DOCUMENT SECTION.
((
BREAKING DOWN FEAR
NORTH Queensland Toyota Cowboys young gun Hamiso Tabuai-fidow is speaking out to help boost the slow Covid-19 vaccination rate for Townsville’s First Nation people.
Townsville Hospital and Health Services reported this week that the local Indigenous community’s vaccination rate was almost half that of the city’s general population with 41.2 per cent receiving their first dose and 29.9 per cent fully vaccinated.
Late in the NRL season, the North Queensland Cowboys wore specially designed socks to encourage Indigenous Queenslanders to ‘ Step up for the Jab’ - empowering Indigenous people aged 12 and over to get vaccinated to protect themselves, their family and their community.
Tabuai-fidow also joined with the game’s biggest names in the NRL’S Let’s Tackle This Together campaign, where players outlined their motivations for having the jab and encouraged fans to join them.
Born in Cairns, with family ties to Saibai Island in the Torres Strait, the Cowboys speedster said he received the vaccine, alongside his teammates, just after the season finished.
))
MATERIAL SHOWN.
((
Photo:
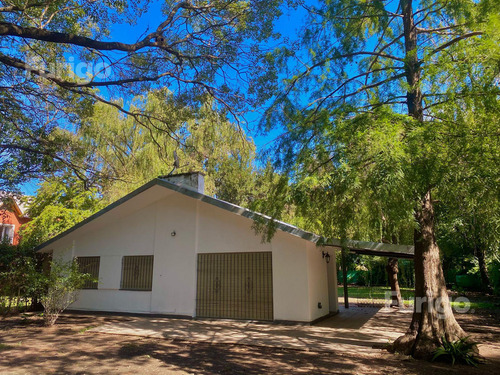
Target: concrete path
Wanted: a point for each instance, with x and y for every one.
(353, 330)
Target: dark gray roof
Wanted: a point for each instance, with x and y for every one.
(238, 210)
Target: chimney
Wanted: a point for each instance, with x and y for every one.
(190, 180)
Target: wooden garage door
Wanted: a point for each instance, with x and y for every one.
(235, 285)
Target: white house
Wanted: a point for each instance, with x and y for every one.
(167, 248)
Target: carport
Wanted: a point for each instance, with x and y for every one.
(367, 248)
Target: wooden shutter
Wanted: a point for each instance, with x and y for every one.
(235, 285)
(89, 265)
(137, 272)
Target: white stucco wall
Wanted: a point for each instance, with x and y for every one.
(300, 277)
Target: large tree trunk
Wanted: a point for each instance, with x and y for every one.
(433, 317)
(392, 273)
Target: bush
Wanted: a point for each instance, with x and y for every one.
(461, 350)
(59, 288)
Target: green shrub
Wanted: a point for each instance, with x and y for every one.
(461, 350)
(59, 288)
(494, 273)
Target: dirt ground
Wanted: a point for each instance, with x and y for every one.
(26, 347)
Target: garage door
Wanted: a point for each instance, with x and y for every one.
(235, 285)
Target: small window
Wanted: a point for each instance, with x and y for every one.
(7, 233)
(137, 272)
(89, 265)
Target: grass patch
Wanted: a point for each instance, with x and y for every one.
(375, 292)
(377, 296)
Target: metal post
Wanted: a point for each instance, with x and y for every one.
(344, 276)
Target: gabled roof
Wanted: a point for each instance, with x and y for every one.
(235, 209)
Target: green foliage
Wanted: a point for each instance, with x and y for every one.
(204, 139)
(495, 275)
(59, 288)
(462, 351)
(60, 203)
(17, 282)
(194, 50)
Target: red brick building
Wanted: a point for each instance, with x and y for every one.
(12, 217)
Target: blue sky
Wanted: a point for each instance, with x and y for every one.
(287, 25)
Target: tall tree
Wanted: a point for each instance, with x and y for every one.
(368, 105)
(59, 57)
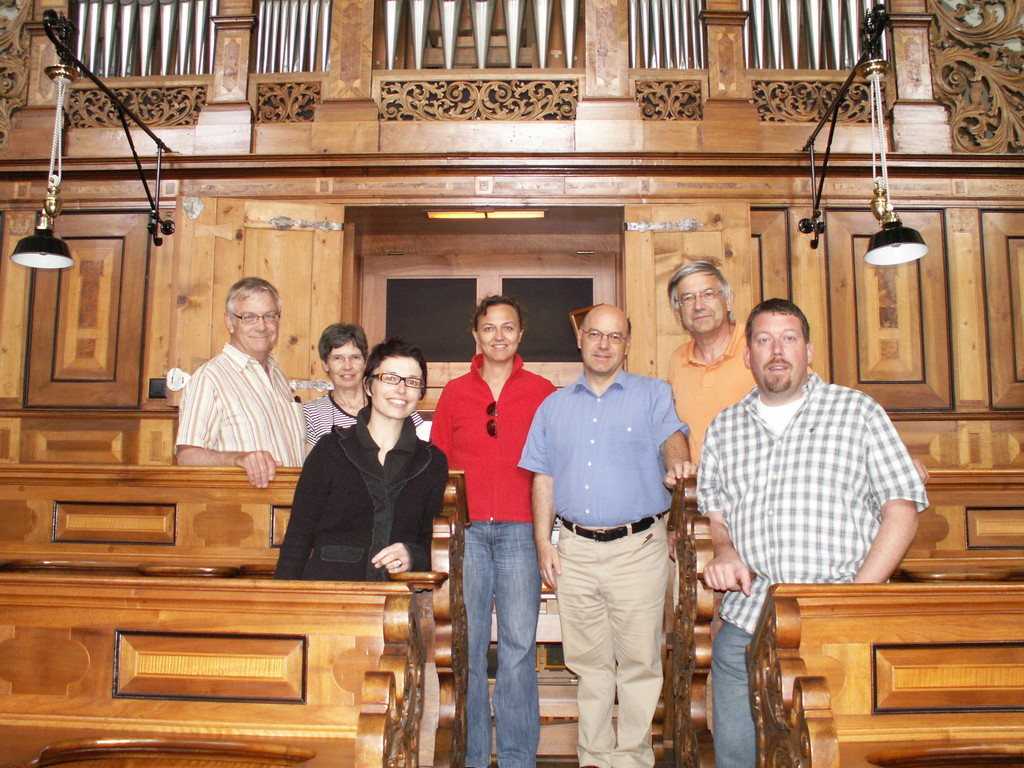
))
ACTIVITY.
Continue the news report on the Cowboys player's Covid-19 vaccination message, starting after its final sentence. The items are not needed for what comes next.

ANSWER SPACE.
“The Covid-19 pandemic has had an enormous impact on the community over the last two years, but hopefully over the next couple of months we can begin to return to normal life,” Tabuai-fidow said.
“As a proud Indigenous man, I’m particularly hoping our Indigenous community here in North Queensland get behind the state government regional vaccination push.
“Indigenous Australians have a higher risk of developing serious illness from Covid-19. The vaccine means we are less likely to get seriously sick from the virus and it will also slow the spread in our communities.
“I’d encourage all Queenslanders who haven’t had the jab to do so as soon as possible.”
Community support volunteer Bonnie Arnold said there was a lot of misinformation circulating around the Townsville Indigenous community.
The people she helped shared rumours of body bags being delivered to communities, that vaccinations were “white man’s next generation of genocide to eradicate all elders and knowledge of traditional ways”, with others fearing non-traditional medicine.
“The fears are very real, “she said.